YOUR TASKS -
- 1) Decide whether each statement agrees with the post on children's nutrition: (a) the writer's son is three years old; (b) food is the top reason the family is homeschooling; (c) the son agreed that the family could stay at the ice cream store all night. Answer yes or no for each and quote the deciding words of the post.
- 2) Pick up the post on children's nutrition after its final sentence and continue it in the same voice.

I Think About Childrens Nutrtion…A LOT
As I raise my son (3 years old) I see just how easy it is to fall into a ’simple food’ trap with kids. Cheddar bunnies are easier than making a whole wheat PB&J. Raisins are easier than making carrot sticks. And so on. I am tired and I am busy and so I go for what will calm him down and make him happy fast. Sometimes I laugh at myself for feeling guilty about this – he eats mostly whole, organic food. But even whole and organic fast foods are still over processed and fall into my definition of junk.
But we talk about food and how it affects the body and he seems to be getting some of it. When his Papa jokingly asked if we could stay at the ice cream store and eat ice cream all night, the little one gave him an incredulous gaze and told him that too much sugar would make our bodies very sick. Score one for me and nutrition.
We are homeschooling. There are many reasons for this, of varying priority. One, not in the highest priority, is food. Many children are rushed to school without adequate time to eat a good breakfast – if any breakfast. If they do have time to inhale a bowl of cereal, they certainly don’t have time to pause, reflect, and digest…unless that kid likes to get up extra early! Certainly there is frequently not time for scrambled eggs, fresh oatmeal, and so on. A time and place where many parents I know (even the most conscientious, whole-food eating parents) rely on that whole-junk-food I mentioned earlier.

DATA -
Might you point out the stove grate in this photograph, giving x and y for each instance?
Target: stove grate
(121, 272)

EXPECTED OUTPUTS -
- 1)
(a) Yes: "As I raise my son (3 years old)"
(b) No: "One, not in the highest priority, is food."
(c) No: "the little one gave him an incredulous gaze and told him that too much sugar would make our bodies very sick"

- 2)
But let’s talk about School Lunch. It’s a hot topic. Michelle Obama is challenging us all to do better by our kids’ nutrition, and a lot of people are listening right now. I’ve been reading the blog Fed Up With Lunch when an anonymous teacher eats lunch in the lunch room every day this calendar year. She posts a picture. She’s doing research. She’s raising good questions and a lot of people are following her. It’s worth checking out.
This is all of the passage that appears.